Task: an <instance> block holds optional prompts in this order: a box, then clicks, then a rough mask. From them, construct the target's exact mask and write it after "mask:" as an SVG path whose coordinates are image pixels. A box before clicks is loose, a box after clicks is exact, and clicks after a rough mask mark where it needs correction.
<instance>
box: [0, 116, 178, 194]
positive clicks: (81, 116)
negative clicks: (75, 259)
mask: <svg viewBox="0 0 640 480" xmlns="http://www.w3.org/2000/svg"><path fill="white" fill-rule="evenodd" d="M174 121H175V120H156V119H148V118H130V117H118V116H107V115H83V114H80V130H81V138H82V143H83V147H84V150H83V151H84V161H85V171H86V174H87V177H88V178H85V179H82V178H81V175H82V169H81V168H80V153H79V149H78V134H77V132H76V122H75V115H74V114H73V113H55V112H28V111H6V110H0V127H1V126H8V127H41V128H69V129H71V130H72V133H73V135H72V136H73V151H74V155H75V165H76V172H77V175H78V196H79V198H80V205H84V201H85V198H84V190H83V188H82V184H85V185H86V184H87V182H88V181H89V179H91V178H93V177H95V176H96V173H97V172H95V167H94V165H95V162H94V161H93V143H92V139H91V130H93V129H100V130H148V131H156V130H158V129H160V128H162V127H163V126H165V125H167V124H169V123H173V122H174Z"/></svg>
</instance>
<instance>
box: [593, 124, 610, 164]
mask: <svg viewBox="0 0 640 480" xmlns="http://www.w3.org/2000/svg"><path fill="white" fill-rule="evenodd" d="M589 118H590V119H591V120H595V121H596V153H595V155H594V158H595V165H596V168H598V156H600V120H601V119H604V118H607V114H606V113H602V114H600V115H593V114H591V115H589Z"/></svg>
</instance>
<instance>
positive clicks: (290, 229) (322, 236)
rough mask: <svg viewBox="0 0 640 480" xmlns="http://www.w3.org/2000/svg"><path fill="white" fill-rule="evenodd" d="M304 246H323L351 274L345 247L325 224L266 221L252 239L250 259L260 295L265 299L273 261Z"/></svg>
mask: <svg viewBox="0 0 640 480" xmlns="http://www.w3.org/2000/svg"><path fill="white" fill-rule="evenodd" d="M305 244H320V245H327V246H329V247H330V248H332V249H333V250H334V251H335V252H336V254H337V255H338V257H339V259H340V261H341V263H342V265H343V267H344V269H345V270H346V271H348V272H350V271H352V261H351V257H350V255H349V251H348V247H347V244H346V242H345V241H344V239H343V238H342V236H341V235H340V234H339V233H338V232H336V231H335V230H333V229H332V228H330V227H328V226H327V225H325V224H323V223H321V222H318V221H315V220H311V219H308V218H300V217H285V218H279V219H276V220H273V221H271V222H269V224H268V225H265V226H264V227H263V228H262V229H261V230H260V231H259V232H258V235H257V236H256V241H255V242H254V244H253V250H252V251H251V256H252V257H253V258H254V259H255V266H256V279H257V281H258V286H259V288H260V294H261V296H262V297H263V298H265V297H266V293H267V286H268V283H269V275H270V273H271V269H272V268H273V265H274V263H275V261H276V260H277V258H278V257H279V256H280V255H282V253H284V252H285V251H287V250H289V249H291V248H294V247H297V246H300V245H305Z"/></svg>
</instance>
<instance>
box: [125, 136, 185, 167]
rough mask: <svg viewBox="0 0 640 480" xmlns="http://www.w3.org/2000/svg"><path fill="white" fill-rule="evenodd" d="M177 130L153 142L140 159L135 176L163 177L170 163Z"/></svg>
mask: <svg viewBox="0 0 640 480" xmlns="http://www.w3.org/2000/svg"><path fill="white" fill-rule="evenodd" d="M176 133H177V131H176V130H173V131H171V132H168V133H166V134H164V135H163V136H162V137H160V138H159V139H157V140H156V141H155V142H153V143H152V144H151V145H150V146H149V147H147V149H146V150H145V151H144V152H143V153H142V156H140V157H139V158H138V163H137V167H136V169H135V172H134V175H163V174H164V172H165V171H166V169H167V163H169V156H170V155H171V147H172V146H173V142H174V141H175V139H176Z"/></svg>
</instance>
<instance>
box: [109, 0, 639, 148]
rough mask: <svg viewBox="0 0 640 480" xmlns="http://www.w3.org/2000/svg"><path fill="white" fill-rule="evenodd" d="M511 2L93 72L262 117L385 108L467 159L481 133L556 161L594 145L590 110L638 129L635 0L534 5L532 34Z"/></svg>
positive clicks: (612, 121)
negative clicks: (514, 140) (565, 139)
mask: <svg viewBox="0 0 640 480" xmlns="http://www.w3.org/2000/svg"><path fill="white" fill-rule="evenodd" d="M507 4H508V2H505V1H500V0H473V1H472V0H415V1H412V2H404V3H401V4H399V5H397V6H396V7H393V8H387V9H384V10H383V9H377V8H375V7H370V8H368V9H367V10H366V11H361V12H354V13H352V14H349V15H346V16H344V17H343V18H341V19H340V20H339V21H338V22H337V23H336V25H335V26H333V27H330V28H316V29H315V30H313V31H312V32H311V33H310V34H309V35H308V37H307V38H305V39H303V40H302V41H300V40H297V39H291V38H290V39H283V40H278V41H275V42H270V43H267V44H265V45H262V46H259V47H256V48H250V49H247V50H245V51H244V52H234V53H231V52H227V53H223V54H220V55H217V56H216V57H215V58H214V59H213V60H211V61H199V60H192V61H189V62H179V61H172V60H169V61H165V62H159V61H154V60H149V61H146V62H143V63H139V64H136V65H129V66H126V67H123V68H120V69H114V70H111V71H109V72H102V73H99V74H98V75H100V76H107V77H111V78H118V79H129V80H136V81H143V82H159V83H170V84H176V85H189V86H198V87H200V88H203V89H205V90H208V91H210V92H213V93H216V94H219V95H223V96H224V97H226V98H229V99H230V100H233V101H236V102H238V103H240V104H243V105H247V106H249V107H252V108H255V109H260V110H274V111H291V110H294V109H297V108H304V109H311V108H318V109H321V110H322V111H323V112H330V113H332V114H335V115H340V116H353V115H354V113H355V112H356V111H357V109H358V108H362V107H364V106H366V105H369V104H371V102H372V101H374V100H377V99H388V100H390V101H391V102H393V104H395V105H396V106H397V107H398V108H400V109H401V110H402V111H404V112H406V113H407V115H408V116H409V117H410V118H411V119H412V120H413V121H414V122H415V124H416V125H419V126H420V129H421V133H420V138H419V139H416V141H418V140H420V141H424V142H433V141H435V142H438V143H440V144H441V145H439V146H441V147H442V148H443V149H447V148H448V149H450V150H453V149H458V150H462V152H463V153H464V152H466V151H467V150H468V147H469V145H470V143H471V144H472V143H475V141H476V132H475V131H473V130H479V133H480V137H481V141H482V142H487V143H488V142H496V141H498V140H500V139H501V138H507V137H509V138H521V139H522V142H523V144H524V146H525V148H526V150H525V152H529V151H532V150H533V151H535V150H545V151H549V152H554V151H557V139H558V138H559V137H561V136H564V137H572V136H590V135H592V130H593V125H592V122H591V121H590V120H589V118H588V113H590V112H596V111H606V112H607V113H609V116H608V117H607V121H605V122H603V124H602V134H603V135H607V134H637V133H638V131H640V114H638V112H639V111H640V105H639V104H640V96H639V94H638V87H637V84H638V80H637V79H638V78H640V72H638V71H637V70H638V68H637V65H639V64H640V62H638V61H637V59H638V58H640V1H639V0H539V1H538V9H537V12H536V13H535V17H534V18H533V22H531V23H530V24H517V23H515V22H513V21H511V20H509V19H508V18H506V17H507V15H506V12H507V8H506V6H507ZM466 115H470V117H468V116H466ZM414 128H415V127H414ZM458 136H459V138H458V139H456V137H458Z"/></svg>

::::::

■ What the task requires
Return all the lines shown above, word for word.

■ Task result
Task: an <instance> block holds optional prompts in this order: a box, then clicks, then a rough mask. From them, construct the target's exact mask and write it after "mask:" as an SVG path whose coordinates are image pixels. A box before clicks is loose, a box after clicks is exact, and clicks after a rough mask mark where it needs correction.
<instance>
box: [0, 116, 178, 194]
positive clicks: (81, 116)
negative clicks: (75, 259)
mask: <svg viewBox="0 0 640 480" xmlns="http://www.w3.org/2000/svg"><path fill="white" fill-rule="evenodd" d="M174 121H175V120H156V119H148V118H130V117H118V116H107V115H83V114H80V130H81V138H82V143H83V147H84V150H83V151H84V161H85V171H86V174H87V177H88V178H85V179H82V178H81V175H82V169H81V168H80V153H79V149H78V134H77V132H76V122H75V115H74V114H73V113H55V112H28V111H6V110H0V127H1V126H8V127H41V128H69V129H71V130H72V133H73V135H72V136H73V151H74V155H75V165H76V172H77V175H78V196H79V198H80V205H84V201H85V198H84V190H83V188H82V184H85V185H86V184H87V182H88V181H89V179H91V178H93V177H95V176H96V173H97V172H95V167H94V165H95V162H94V161H93V143H92V139H91V130H93V129H100V130H148V131H156V130H158V129H160V128H162V127H163V126H165V125H167V124H169V123H173V122H174Z"/></svg>
</instance>
<instance>
box: [593, 124, 610, 164]
mask: <svg viewBox="0 0 640 480" xmlns="http://www.w3.org/2000/svg"><path fill="white" fill-rule="evenodd" d="M589 118H590V119H591V120H595V121H596V153H595V155H594V158H595V165H596V168H598V156H600V120H601V119H604V118H607V114H606V113H602V114H600V115H593V114H591V115H589Z"/></svg>
</instance>
<instance>
positive clicks: (290, 229) (322, 236)
rough mask: <svg viewBox="0 0 640 480" xmlns="http://www.w3.org/2000/svg"><path fill="white" fill-rule="evenodd" d="M304 246H323L351 274L345 247L325 224L266 221L252 239L250 259L260 295L265 299L273 261Z"/></svg>
mask: <svg viewBox="0 0 640 480" xmlns="http://www.w3.org/2000/svg"><path fill="white" fill-rule="evenodd" d="M305 244H320V245H327V246H329V247H330V248H332V249H333V250H334V251H335V252H336V254H337V255H338V257H339V259H340V261H341V263H342V265H343V267H344V269H345V270H346V271H348V272H350V271H352V261H351V257H350V255H349V251H348V247H347V244H346V242H345V241H344V239H343V238H342V236H341V235H340V234H339V233H338V232H336V231H335V230H333V229H332V228H330V227H328V226H327V225H325V224H323V223H321V222H318V221H315V220H311V219H308V218H300V217H285V218H279V219H276V220H273V221H271V222H269V224H268V225H265V226H264V227H263V228H262V229H261V230H260V231H259V232H258V235H257V236H256V241H255V242H254V244H253V250H252V251H251V256H252V257H253V258H254V259H255V266H256V279H257V281H258V286H259V288H260V294H261V296H262V297H263V298H265V297H266V293H267V286H268V283H269V275H270V273H271V269H272V268H273V265H274V263H275V261H276V260H277V258H278V257H279V256H280V255H282V253H284V252H285V251H287V250H289V249H291V248H294V247H297V246H300V245H305Z"/></svg>
</instance>
<instance>
box: [125, 136, 185, 167]
rough mask: <svg viewBox="0 0 640 480" xmlns="http://www.w3.org/2000/svg"><path fill="white" fill-rule="evenodd" d="M177 130L153 142L140 159L135 176L163 177L170 163Z"/></svg>
mask: <svg viewBox="0 0 640 480" xmlns="http://www.w3.org/2000/svg"><path fill="white" fill-rule="evenodd" d="M176 133H177V131H176V130H173V131H171V132H168V133H166V134H164V135H163V136H162V137H160V138H159V139H157V140H156V141H155V142H153V143H152V144H151V145H150V146H149V147H147V149H146V150H145V151H144V152H143V153H142V156H140V157H139V158H138V163H137V167H136V169H135V172H134V175H163V174H164V172H165V171H166V169H167V163H169V156H170V155H171V147H172V146H173V142H174V141H175V139H176Z"/></svg>
</instance>
<instance>
box: [109, 0, 639, 148]
rough mask: <svg viewBox="0 0 640 480" xmlns="http://www.w3.org/2000/svg"><path fill="white" fill-rule="evenodd" d="M511 2L93 72L262 117L385 108L467 159L481 133L556 161L594 145L590 110L638 129L635 0L534 5L532 34Z"/></svg>
positive clicks: (612, 121)
negative clicks: (514, 140) (565, 139)
mask: <svg viewBox="0 0 640 480" xmlns="http://www.w3.org/2000/svg"><path fill="white" fill-rule="evenodd" d="M507 4H508V2H505V1H500V0H473V1H472V0H415V1H412V2H404V3H401V4H399V5H397V6H396V7H393V8H387V9H384V10H383V9H377V8H375V7H370V8H368V9H367V10H366V11H361V12H354V13H352V14H349V15H346V16H344V17H343V18H341V19H340V20H339V21H338V22H337V23H336V25H335V26H333V27H330V28H316V29H315V30H313V31H312V32H311V33H310V34H309V35H308V37H307V38H305V39H303V40H302V41H300V40H297V39H291V38H290V39H283V40H278V41H275V42H270V43H267V44H265V45H262V46H259V47H256V48H250V49H247V50H245V51H244V52H234V53H231V52H227V53H223V54H220V55H217V56H216V57H215V58H214V59H213V60H211V61H199V60H192V61H189V62H179V61H172V60H169V61H165V62H159V61H154V60H149V61H146V62H143V63H139V64H136V65H129V66H126V67H123V68H120V69H114V70H111V71H109V72H102V73H99V74H98V75H100V76H107V77H111V78H118V79H129V80H136V81H143V82H159V83H170V84H176V85H189V86H198V87H200V88H203V89H205V90H208V91H210V92H213V93H216V94H219V95H223V96H224V97H226V98H229V99H230V100H233V101H236V102H238V103H240V104H243V105H247V106H249V107H252V108H255V109H260V110H274V111H291V110H294V109H297V108H304V109H311V108H318V109H321V110H322V111H323V112H330V113H332V114H335V115H340V116H353V115H354V113H355V112H356V111H357V109H358V108H362V107H364V106H366V105H369V104H371V102H372V101H374V100H377V99H388V100H390V101H391V102H393V104H395V105H396V106H397V107H398V108H400V109H401V110H402V111H404V112H406V113H407V115H408V116H409V117H410V118H411V119H412V120H413V121H414V122H415V124H416V125H419V126H420V129H421V133H420V138H419V139H416V141H418V140H420V141H424V142H433V141H435V142H438V143H440V144H441V145H439V146H441V147H442V148H443V149H447V148H448V149H450V150H453V149H458V150H462V152H463V153H464V152H466V151H467V150H468V147H469V145H470V143H471V144H472V143H475V141H476V132H475V131H473V130H479V133H480V137H481V141H482V142H487V143H488V142H496V141H498V140H500V139H501V138H507V137H509V138H521V139H522V142H523V144H524V146H525V148H526V150H525V152H529V151H532V150H533V151H535V150H545V151H549V152H554V151H557V139H558V138H559V137H561V136H564V137H572V136H590V135H592V130H593V125H592V122H591V121H590V120H589V118H588V113H590V112H596V111H606V112H607V113H609V116H608V117H607V121H605V122H603V124H602V134H603V135H607V134H637V133H638V131H640V114H638V112H639V111H640V105H639V104H640V96H639V94H638V87H637V84H638V80H637V79H638V78H640V72H638V71H637V70H638V68H637V65H639V64H640V62H638V61H637V59H638V58H640V1H639V0H539V1H538V9H537V12H536V13H535V17H534V18H533V22H531V23H530V24H517V23H515V22H513V21H511V20H509V19H508V18H506V17H507V15H506V12H507V8H506V6H507ZM466 115H470V117H468V116H466ZM414 128H415V127H414ZM458 136H459V138H458V139H456V137H458Z"/></svg>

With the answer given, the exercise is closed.